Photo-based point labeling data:
○ ○ ○ ○ ○

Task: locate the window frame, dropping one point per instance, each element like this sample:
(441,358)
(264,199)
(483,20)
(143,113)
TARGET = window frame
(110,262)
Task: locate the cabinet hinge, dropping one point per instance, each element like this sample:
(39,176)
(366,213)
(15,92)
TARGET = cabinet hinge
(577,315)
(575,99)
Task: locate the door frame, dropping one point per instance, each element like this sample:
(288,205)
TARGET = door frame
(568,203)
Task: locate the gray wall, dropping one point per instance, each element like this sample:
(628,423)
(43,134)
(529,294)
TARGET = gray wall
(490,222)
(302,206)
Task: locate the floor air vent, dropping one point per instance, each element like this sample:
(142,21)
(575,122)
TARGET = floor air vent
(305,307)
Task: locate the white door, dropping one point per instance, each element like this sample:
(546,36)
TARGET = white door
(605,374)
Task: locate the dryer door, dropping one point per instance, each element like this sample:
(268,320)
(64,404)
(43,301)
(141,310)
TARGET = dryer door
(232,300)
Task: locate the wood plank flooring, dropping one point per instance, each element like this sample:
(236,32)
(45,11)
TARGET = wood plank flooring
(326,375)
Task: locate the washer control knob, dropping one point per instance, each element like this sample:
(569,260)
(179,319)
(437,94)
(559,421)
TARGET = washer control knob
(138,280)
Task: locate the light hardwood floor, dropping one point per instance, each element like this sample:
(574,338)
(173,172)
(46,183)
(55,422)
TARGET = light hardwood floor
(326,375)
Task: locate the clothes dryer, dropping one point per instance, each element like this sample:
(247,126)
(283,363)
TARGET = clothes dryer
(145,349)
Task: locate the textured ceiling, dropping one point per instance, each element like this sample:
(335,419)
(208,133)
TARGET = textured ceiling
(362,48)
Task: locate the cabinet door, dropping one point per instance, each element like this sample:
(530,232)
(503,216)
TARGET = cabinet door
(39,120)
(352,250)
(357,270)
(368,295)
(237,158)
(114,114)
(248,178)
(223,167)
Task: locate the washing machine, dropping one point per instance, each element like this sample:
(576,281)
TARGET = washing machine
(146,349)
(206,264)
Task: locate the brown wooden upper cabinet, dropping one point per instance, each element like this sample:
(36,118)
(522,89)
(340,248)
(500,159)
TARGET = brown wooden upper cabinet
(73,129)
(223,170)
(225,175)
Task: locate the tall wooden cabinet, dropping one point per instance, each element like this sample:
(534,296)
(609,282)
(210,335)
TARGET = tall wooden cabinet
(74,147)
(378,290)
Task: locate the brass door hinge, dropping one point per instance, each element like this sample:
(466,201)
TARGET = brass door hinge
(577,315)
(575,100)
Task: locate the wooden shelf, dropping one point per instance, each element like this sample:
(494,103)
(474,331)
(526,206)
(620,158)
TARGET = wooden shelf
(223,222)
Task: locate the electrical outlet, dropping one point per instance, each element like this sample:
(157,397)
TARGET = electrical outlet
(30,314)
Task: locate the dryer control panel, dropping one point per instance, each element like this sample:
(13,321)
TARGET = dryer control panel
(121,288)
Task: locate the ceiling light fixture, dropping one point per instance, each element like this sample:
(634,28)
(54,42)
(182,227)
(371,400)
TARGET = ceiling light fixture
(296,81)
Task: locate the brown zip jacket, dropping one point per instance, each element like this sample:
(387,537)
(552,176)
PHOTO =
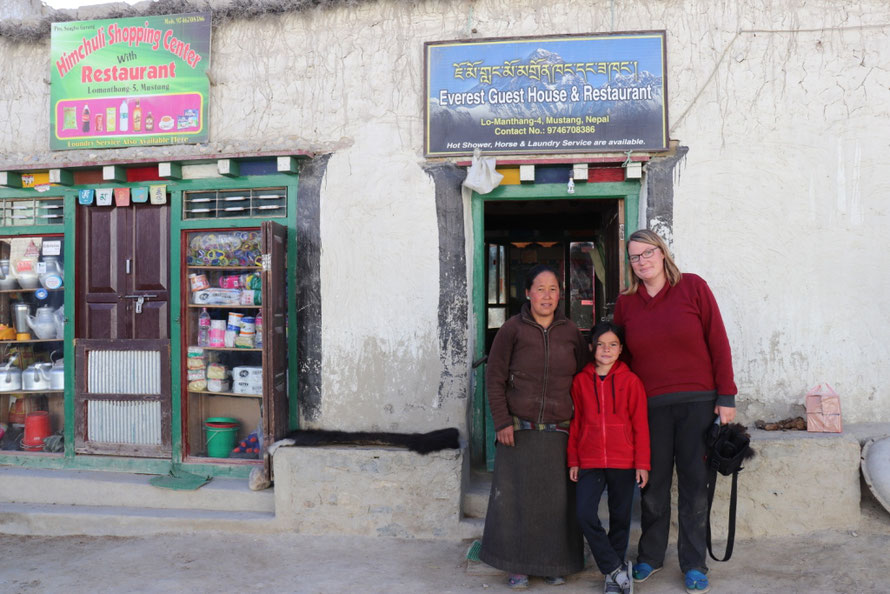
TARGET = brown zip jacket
(530,369)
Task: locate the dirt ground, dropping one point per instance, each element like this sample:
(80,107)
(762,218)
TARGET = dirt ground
(823,562)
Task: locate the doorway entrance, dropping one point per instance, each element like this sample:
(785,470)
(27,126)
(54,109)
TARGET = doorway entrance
(122,329)
(518,227)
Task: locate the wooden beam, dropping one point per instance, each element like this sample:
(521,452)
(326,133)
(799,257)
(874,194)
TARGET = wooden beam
(114,173)
(10,179)
(62,177)
(227,167)
(287,165)
(170,170)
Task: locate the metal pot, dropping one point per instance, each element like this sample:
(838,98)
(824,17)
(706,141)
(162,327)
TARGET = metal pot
(57,376)
(10,377)
(36,377)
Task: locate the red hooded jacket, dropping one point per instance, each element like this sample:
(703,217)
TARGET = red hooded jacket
(610,428)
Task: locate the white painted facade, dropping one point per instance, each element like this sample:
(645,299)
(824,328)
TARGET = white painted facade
(778,205)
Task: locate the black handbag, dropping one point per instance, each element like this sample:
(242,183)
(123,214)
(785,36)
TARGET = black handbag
(728,446)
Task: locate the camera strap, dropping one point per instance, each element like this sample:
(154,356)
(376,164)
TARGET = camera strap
(730,536)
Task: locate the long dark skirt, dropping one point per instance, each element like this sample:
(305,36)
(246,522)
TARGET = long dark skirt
(531,526)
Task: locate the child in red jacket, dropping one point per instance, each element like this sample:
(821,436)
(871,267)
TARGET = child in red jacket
(608,449)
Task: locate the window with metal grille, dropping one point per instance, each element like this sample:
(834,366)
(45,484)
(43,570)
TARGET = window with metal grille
(263,203)
(28,212)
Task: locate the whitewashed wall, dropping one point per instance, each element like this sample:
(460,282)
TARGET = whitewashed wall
(784,109)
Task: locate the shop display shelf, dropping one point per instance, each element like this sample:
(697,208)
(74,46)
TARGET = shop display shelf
(209,267)
(233,394)
(21,290)
(231,306)
(31,392)
(230,349)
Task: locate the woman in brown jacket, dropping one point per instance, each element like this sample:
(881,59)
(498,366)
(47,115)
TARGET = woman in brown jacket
(530,527)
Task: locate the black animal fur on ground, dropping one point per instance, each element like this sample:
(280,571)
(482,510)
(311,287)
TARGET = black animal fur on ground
(422,443)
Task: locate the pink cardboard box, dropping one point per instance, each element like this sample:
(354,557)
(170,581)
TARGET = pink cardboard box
(823,410)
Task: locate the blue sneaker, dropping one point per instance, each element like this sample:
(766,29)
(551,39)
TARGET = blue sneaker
(642,571)
(696,582)
(517,581)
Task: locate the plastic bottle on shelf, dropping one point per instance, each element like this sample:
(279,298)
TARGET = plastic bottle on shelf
(204,328)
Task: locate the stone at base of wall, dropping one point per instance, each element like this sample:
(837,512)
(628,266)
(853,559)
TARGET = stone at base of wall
(368,491)
(796,484)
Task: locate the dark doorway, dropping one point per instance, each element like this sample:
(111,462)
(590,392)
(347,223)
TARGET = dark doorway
(578,238)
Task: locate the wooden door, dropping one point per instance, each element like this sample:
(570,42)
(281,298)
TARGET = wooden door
(123,253)
(122,329)
(275,404)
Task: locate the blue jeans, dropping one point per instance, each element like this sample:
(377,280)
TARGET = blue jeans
(608,550)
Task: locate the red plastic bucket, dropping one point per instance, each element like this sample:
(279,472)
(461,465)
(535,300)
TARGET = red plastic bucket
(36,429)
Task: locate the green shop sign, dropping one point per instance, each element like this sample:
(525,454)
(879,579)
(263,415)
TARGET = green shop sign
(130,82)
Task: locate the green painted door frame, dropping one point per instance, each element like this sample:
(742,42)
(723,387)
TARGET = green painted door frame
(482,447)
(177,226)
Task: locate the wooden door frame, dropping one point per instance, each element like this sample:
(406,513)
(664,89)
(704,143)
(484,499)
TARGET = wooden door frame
(177,258)
(628,192)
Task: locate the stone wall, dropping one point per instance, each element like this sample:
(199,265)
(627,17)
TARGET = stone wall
(368,491)
(797,483)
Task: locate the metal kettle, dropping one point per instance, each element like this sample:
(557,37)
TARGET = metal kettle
(10,377)
(36,377)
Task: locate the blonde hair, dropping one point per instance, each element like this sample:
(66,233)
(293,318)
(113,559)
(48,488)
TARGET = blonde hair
(671,271)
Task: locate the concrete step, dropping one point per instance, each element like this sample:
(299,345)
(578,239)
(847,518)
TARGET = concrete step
(69,520)
(475,498)
(118,489)
(471,528)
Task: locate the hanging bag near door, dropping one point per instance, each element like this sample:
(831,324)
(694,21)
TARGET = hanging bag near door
(728,446)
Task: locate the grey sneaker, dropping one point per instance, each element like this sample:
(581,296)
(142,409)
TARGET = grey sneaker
(621,579)
(611,584)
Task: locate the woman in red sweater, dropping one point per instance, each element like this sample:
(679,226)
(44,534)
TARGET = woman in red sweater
(677,345)
(608,450)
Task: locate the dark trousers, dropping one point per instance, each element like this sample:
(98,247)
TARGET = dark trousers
(608,551)
(677,435)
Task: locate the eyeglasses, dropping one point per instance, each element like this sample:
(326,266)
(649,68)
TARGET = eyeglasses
(644,255)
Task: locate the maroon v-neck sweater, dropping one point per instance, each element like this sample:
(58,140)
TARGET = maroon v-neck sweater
(676,343)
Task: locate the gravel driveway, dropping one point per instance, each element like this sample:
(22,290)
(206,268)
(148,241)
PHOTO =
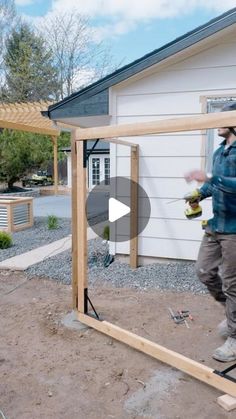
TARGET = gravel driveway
(178,276)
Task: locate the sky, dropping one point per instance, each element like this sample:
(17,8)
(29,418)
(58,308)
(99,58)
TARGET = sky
(132,28)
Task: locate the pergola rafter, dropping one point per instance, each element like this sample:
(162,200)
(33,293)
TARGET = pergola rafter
(28,117)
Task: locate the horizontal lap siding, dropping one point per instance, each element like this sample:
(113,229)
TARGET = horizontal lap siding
(164,159)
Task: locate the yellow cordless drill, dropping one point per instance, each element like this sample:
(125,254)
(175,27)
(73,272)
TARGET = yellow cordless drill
(194,210)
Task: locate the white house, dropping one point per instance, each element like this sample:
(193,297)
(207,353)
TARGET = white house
(189,76)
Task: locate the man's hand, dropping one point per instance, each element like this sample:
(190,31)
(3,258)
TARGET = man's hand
(198,175)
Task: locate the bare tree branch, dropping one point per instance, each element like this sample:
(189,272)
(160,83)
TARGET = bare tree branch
(72,40)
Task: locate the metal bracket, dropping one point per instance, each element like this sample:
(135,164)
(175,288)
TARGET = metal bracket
(224,373)
(90,151)
(86,300)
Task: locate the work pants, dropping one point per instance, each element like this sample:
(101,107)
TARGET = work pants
(218,252)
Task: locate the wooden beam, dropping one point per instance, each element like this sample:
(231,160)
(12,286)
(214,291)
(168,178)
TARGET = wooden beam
(198,122)
(187,365)
(118,141)
(134,207)
(74,220)
(55,164)
(28,128)
(81,257)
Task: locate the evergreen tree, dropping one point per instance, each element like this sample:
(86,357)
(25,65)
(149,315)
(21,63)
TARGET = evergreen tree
(30,72)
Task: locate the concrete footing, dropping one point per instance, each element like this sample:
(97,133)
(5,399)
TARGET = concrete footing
(71,321)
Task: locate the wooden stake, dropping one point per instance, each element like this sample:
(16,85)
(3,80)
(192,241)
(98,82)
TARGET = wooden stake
(74,220)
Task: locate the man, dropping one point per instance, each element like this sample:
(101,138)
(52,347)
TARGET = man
(218,247)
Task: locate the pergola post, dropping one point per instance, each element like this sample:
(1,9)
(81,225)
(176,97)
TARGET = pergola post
(134,174)
(55,164)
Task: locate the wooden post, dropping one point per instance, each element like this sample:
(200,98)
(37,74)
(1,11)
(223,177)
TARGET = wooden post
(81,257)
(74,220)
(55,165)
(134,207)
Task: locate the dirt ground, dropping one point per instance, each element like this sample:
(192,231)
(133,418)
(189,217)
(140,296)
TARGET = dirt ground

○ ○ ○ ○ ○

→ **WHAT YOU HAVE TO DO**: Write out once more the lines above beginning at the line with "Task: locate the man, dropping"; continue through the final line and stop there.

→ **OUTPUT FOR THIS TASK**:
Task: locate the man, dropping one point per instance, each element like this sample:
(101,138)
(52,347)
TARGET = man
(218,247)
Task: locate the pergola post, dropping one point per instance, each element like this sample:
(1,9)
(81,225)
(176,97)
TARGET = pergola post
(134,174)
(55,164)
Task: locate the wooden post, dropping one point per instance, each element like this sample:
(200,98)
(37,74)
(1,11)
(223,177)
TARGET = wooden post
(81,257)
(74,220)
(55,165)
(134,207)
Task: locate the dirt ground, dropping one point per instance, each element like this sample:
(192,231)
(133,418)
(189,217)
(140,296)
TARGET = dirt ground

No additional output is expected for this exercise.